- **What to work on**: Please reproduce the entries that follow without a single difference.

======== Recorded information

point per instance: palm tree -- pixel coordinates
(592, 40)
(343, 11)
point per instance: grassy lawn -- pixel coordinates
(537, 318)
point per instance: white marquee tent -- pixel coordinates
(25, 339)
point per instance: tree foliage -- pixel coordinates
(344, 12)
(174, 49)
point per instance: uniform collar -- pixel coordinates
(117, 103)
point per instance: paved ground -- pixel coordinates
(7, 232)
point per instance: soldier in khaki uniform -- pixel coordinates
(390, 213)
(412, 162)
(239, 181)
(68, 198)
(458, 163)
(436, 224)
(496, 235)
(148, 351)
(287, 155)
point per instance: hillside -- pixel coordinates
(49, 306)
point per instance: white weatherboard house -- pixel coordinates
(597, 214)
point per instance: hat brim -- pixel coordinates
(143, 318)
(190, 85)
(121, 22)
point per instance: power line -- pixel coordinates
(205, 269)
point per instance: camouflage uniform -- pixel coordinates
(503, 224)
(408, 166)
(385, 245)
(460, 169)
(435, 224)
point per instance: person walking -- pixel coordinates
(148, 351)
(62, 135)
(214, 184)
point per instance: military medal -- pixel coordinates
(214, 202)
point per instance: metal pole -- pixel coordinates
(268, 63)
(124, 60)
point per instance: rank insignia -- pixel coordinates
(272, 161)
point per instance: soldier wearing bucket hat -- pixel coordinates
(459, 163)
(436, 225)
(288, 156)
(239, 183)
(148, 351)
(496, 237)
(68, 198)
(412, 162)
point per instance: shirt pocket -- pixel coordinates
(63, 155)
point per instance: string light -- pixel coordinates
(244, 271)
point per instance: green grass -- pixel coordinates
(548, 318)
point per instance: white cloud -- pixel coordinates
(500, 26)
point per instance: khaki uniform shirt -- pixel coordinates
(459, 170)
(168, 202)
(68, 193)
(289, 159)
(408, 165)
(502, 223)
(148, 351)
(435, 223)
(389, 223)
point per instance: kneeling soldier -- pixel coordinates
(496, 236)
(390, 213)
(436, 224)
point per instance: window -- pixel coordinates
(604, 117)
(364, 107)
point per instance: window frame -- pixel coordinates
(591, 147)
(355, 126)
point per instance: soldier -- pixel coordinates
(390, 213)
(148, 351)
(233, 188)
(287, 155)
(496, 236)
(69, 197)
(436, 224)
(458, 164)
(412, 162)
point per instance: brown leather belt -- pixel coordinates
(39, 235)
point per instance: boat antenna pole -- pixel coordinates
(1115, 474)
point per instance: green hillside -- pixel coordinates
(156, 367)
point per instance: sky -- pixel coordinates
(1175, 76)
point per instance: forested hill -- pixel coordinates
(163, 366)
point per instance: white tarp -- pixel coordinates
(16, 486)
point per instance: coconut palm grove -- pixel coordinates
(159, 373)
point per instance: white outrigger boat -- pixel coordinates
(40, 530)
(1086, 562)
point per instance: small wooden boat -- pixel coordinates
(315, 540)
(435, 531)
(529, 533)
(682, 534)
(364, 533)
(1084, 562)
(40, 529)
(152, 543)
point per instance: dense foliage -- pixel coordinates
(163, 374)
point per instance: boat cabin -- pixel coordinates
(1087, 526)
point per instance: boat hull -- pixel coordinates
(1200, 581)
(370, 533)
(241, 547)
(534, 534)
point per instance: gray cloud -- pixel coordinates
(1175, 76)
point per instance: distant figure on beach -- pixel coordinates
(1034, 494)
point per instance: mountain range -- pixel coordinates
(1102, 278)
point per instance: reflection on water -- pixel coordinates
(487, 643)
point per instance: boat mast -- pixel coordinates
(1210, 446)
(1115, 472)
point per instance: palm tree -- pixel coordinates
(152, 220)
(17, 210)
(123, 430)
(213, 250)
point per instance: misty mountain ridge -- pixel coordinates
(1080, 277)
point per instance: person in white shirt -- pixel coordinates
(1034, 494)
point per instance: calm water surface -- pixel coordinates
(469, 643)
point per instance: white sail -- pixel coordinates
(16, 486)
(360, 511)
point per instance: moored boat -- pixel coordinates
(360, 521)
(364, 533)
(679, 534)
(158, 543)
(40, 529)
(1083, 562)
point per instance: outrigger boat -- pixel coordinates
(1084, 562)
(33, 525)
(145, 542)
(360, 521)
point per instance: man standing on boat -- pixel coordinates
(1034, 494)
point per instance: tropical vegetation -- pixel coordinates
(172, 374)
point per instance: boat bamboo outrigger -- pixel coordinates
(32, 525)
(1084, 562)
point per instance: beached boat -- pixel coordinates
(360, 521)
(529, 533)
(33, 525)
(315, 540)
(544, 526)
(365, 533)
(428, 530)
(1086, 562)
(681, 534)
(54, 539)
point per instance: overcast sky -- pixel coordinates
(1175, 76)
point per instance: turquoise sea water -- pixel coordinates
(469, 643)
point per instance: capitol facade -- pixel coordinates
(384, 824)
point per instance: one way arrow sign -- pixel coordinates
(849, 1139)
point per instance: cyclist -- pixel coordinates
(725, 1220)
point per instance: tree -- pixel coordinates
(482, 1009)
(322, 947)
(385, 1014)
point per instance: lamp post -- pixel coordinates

================

- **Answer section**:
point per instance: palm tree -- pixel coordinates
(592, 40)
(343, 11)
point per instance: grassy lawn -- pixel coordinates
(537, 318)
point per instance: white marquee tent -- pixel coordinates
(25, 339)
point per instance: tree foliage -- pixel coordinates
(344, 12)
(174, 49)
point per instance: uniform collar -- pixel coordinates
(117, 103)
point per instance: paved ground -- pixel coordinates
(7, 232)
point per instance: soldier in khaki uniform -- pixel coordinates
(390, 213)
(412, 162)
(239, 181)
(68, 198)
(458, 163)
(436, 224)
(496, 235)
(148, 351)
(287, 155)
point per instance: hillside -- pixel coordinates
(49, 306)
point per instance: white weatherboard house -- pixel coordinates
(597, 214)
point per instance: hat brim -- pixel coordinates
(143, 318)
(190, 85)
(121, 22)
point per instance: power line -- pixel coordinates
(205, 269)
point per instance: camouflage uniform -- pixel coordinates
(503, 224)
(408, 166)
(385, 245)
(460, 169)
(435, 224)
point per instance: person walking -- pixel coordinates
(148, 351)
(62, 135)
(214, 184)
point per instance: military medal -- pixel coordinates
(214, 202)
point per instance: metal pole -- pixel coordinates
(268, 63)
(124, 60)
point per instance: rank insignia -- pixel coordinates
(272, 161)
point per instance: soldier wearing bucket hat -- pixel coordinates
(459, 163)
(436, 225)
(288, 156)
(239, 183)
(148, 351)
(496, 237)
(68, 198)
(412, 162)
point per instance: shirt pocket -- pixel coordinates
(63, 155)
point per instance: string light -- pixel coordinates
(244, 271)
point per instance: green grass -- pixel coordinates
(548, 318)
point per instance: white cloud -- pixel coordinates
(500, 26)
point per instance: khaki uniform shirt -- pixel coordinates
(459, 170)
(168, 202)
(68, 193)
(289, 159)
(408, 165)
(502, 223)
(148, 351)
(435, 223)
(389, 223)
point per instance: kneeling soldier -- pixel coordinates
(496, 236)
(390, 213)
(436, 224)
point per instance: window -- pixel coordinates
(604, 117)
(364, 107)
point per instance: window frame -- pixel coordinates
(591, 147)
(355, 126)
point per instance: soldier -- pixel coordinates
(390, 213)
(148, 351)
(233, 188)
(287, 155)
(496, 236)
(69, 197)
(436, 224)
(458, 164)
(412, 162)
point per instance: brown leather belt -- pixel coordinates
(39, 235)
point per instance: boat antenna pole -- pixel coordinates
(1115, 474)
point per instance: green hillside -- pixel coordinates
(156, 367)
point per instance: sky -- pixel coordinates
(1175, 76)
point per instance: forested hill -- pixel coordinates
(163, 366)
point per instance: white tarp -- pixel coordinates
(16, 486)
point per instance: coconut palm grove -- pixel coordinates
(159, 373)
point per instance: white outrigger boat -- pixel coordinates
(40, 530)
(1086, 562)
point per instance: small wooden boat -- pixel coordinates
(315, 540)
(435, 531)
(529, 533)
(682, 534)
(364, 533)
(1084, 562)
(40, 529)
(152, 543)
point per instance: dense foliage -- pixel coordinates
(163, 374)
point per instance: boat cabin -- pixel coordinates
(1087, 526)
point per instance: boat hull -- pixel coordinates
(1200, 581)
(370, 533)
(241, 547)
(534, 534)
point per instance: gray cloud -- pixel coordinates
(1175, 76)
point per instance: distant figure on beach -- pixel coordinates
(1034, 494)
point per instance: mountain range -- pixel coordinates
(1102, 278)
point per instance: reflection on water -- pixel coordinates
(487, 643)
point per instance: boat mast -- pixel coordinates
(1210, 446)
(1115, 472)
point per instance: palm tree -- pixel coordinates
(152, 220)
(17, 210)
(123, 430)
(213, 250)
point per instance: misty mountain ridge -- pixel coordinates
(1080, 277)
point per instance: person in white shirt -- pixel coordinates
(1034, 494)
point per instance: calm water surface -- pixel coordinates
(469, 643)
point per instance: white sail -- pixel coordinates
(16, 486)
(360, 511)
point per instance: moored boat -- pixel coordinates
(360, 521)
(364, 533)
(679, 534)
(158, 543)
(40, 529)
(1083, 562)
point per instance: outrigger boat -- pixel coordinates
(1084, 562)
(33, 525)
(145, 542)
(360, 521)
point per instance: man standing on boat -- pixel coordinates
(1034, 494)
point per instance: tropical vegetation -- pixel coordinates
(172, 374)
point per instance: boat bamboo outrigger -- pixel coordinates
(32, 525)
(1084, 562)
point per instance: beached boat -- pixel coordinates
(360, 521)
(529, 533)
(33, 525)
(315, 540)
(544, 526)
(365, 533)
(428, 530)
(1086, 562)
(681, 534)
(54, 539)
point per instance: overcast sky -- pixel coordinates
(1175, 76)
point per instance: turquoise sea water -- pixel coordinates
(469, 643)
point per instance: capitol facade -- pixel coordinates
(384, 824)
point per instance: one way arrow sign -- pixel coordinates
(849, 1139)
point per instance: cyclist -- pixel coordinates
(725, 1220)
point per instance: tree -- pixel coordinates
(482, 1009)
(322, 947)
(385, 1014)
point per instance: lamp post -- pixel coordinates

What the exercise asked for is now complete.